*Instruction*
Pull out each line in the data below that contains the word "railing".

*Given records*
******
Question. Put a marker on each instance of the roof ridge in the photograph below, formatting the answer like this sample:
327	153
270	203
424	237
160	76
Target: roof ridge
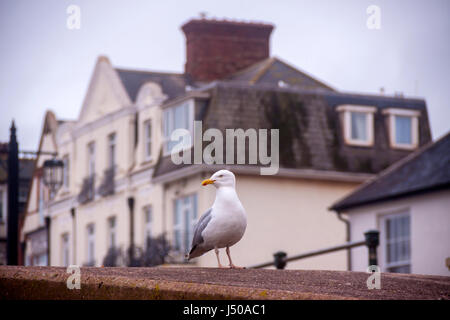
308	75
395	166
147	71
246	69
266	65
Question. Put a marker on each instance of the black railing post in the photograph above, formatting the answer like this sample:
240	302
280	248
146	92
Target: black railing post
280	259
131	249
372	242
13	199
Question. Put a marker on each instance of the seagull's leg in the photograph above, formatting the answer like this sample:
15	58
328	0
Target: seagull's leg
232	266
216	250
******
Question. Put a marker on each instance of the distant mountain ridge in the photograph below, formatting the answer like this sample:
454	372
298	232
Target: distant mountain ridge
******
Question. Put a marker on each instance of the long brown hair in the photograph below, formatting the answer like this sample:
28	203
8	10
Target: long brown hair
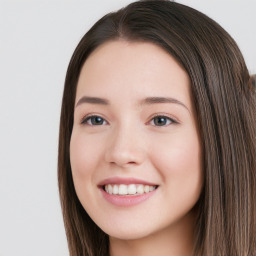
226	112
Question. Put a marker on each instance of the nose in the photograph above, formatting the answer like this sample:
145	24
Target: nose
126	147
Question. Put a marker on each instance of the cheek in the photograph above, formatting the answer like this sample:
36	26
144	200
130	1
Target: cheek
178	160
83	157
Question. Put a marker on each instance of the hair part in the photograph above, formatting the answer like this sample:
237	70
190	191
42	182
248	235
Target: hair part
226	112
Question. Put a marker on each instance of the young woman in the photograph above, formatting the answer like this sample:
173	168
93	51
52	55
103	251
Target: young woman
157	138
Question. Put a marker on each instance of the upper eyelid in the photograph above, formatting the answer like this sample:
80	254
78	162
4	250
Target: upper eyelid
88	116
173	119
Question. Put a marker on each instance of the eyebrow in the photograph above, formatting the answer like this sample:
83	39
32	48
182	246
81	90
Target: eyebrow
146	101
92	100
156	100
******
*Solution for this problem*
Question. Put a marker on each instance of the black railing post in the photograph above, formatting the answer like this sample:
Target: black railing post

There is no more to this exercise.